10/27/2021 06:11:29 PM

Oct27

This week’s portion is the first in the Torah to focus on death and mourning, and, in particular, on the concerns and priorities around choosing a grave site, where we might be buried, and whom we might be buried with.  Those stories still have relevance for us today, in plans that our congregation has made over the past few years, and in particular in plans that we are considering, to create a new cemetery section to serve the needs of families that may include  non-Jewish members.

In this week's portion, Hayee Sarah,  Sarah dies.  Even though he and Sarah are over 100 years years old, they have not thought to plan where they will be buried  until the the need is urgent, and Abraham goes to the local residents to seek a gravesite.  Abraham ends up paying “top shekel” to Ephron for the cave of Machpelah.  One of the primary factors in his decision is control. It is not just enough that Abraham  wants to know that there is a site reserved for his family. He wants to know that burial will take place according to his traditions, and that his family will determine who else is laid to rest with them.

Abraham’s experience forms a roadmap for our own experiences.  Often Jewish families want to control their place of burial.  They want to reserve a space in advance so that they will not have to make complicated financial and logistical decisions in a moment of grief.  Moreover, they want to know that there will be room for a “family plot,” for those who shared a bond in life to rest together in death, and to make it easier for future generations to visit.  At the same time, families are also concerned about what Jewish laws and practices will be followed.  In particular, there is a tradition that a Jewish cemetery or cemetery section will only allow burial for Jews. (There are stories about Jewish cemeteries barring Jews who bear a tattoo or committed suicide.  These are not literally accurate, but are a story for another week)

========================================

• APPLY WHAT YOU READ
A. Name every person mentioned in the passage on burial.
B. Resume the passage on burial right after its final sentence, and carry its argument forward.

Extracted data entries:
========================================

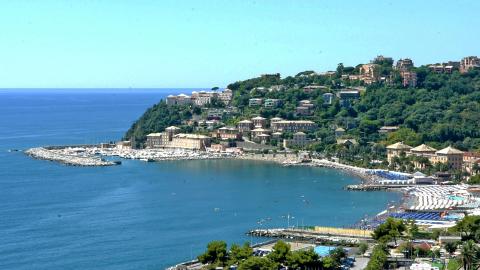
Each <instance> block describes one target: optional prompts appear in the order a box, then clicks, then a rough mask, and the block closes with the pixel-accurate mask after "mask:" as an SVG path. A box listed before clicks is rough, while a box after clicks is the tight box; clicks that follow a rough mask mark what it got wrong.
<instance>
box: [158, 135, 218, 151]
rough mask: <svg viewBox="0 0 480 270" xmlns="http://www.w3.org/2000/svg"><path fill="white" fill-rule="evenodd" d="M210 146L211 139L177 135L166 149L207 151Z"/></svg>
mask: <svg viewBox="0 0 480 270" xmlns="http://www.w3.org/2000/svg"><path fill="white" fill-rule="evenodd" d="M209 146H210V137H208V136H204V135H198V134H182V133H180V134H176V135H175V136H173V139H172V141H171V142H170V144H168V145H167V146H165V147H169V148H181V149H190V150H206V148H207V147H209Z"/></svg>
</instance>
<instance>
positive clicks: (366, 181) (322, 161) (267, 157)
mask: <svg viewBox="0 0 480 270" xmlns="http://www.w3.org/2000/svg"><path fill="white" fill-rule="evenodd" d="M24 153H25V154H26V155H28V156H30V157H32V158H35V159H41V160H50V161H54V162H59V163H62V164H65V165H69V166H112V165H118V163H115V162H113V161H109V160H105V159H104V158H105V157H119V158H122V159H132V160H135V159H136V160H142V161H145V162H161V161H177V160H178V161H180V160H208V159H238V160H251V161H261V162H273V163H276V164H278V165H281V166H306V167H320V168H331V169H335V170H339V171H342V172H345V173H347V174H350V175H352V176H355V177H357V178H359V180H360V186H368V185H370V184H374V183H375V181H377V180H379V177H378V176H374V175H371V174H369V173H367V171H368V169H365V168H361V167H355V166H350V165H346V164H342V163H339V162H334V161H329V160H327V159H311V160H309V161H308V162H302V160H301V158H299V156H298V155H297V154H293V153H275V154H273V153H269V154H255V153H242V154H238V153H225V152H207V151H193V150H185V149H173V148H172V149H169V148H167V149H130V148H102V147H100V146H99V145H85V146H45V147H35V148H30V149H27V150H25V151H24ZM386 190H387V191H393V192H399V193H401V194H402V198H401V200H400V201H399V202H397V203H396V204H395V206H396V208H397V207H402V206H405V204H406V203H407V201H406V199H405V196H404V195H405V190H404V189H403V188H388V189H386ZM388 207H389V205H387V206H386V210H388ZM386 210H384V211H382V212H381V213H383V212H385V211H386ZM381 213H379V214H381ZM352 225H353V224H352Z"/></svg>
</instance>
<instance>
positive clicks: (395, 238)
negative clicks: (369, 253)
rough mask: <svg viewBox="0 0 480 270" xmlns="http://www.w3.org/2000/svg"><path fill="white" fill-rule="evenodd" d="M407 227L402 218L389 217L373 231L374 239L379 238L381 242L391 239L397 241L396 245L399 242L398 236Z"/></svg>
mask: <svg viewBox="0 0 480 270" xmlns="http://www.w3.org/2000/svg"><path fill="white" fill-rule="evenodd" d="M405 229H406V227H405V224H404V223H403V221H402V220H400V219H394V218H387V220H386V221H385V222H384V223H383V224H381V225H380V226H378V227H377V228H376V229H375V230H374V231H373V234H372V236H373V239H375V240H378V241H380V242H388V241H390V240H392V239H393V240H394V241H395V245H396V244H397V238H398V237H400V236H401V235H402V233H403V232H404V231H405Z"/></svg>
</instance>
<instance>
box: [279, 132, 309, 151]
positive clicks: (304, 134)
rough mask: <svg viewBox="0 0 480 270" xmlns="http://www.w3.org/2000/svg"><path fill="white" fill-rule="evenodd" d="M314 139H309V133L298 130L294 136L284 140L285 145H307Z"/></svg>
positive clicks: (285, 147)
mask: <svg viewBox="0 0 480 270" xmlns="http://www.w3.org/2000/svg"><path fill="white" fill-rule="evenodd" d="M311 142H312V141H311V140H309V139H307V134H305V133H303V132H296V133H294V134H293V138H292V139H290V140H287V139H285V140H283V147H285V148H289V147H305V146H307V145H309V144H310V143H311Z"/></svg>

========================================

• YOUR RESPONSES
A. Sarah, Abraham, Ephron

B.
However, there is a new challenge that has emerged in the past decades, where for some families, Abraham’s desires are at odds with each other.  Many Jewish families have non-Jewish members who have joined by marriage.  A couple where one is Jewish and one is not might want to follow the model of Abraham and be buried together, but the non-Jewish partner would not be eligible to be buried in a Jewish cemetery following traditional practices.  A Jewish couple might want to reserve a large family plot for generations to come but can’t be sure who might join the family at a later date. 

Over 10 years ago, the Conservative movement explored this question, and concluded that it would be appropriate if congregations, in addition to having a cemetery open for traditional burial, also developed sections that would be designed to meet the needs of interfaith families.  In the last few years, we have opened a new Jewish cemetery section at North Atlanta Memorial Park, and have established continued burial rights at Arlington, but these are for Jewish burial only.  Based on this ruling of the Conservative movement, we are considering establishing a new interfaith section at Arlington, if there is sufficient interest. This new section would allow us to meet the needs of interfaith families who want to be buried together, without diminishing  the way that traditions are followed in our existing sections. 

As Abraham learned, there are many different factors that enter into the choice of a gravesite, but it is a choice better made before it becomes a crisis.  If you are interested arranging for a gravesite in one of our existing sections, please contact the office.  If you are interested in the possibility of a new B’nai Torah section that would be designed for the needs of interfaith families, please contact me.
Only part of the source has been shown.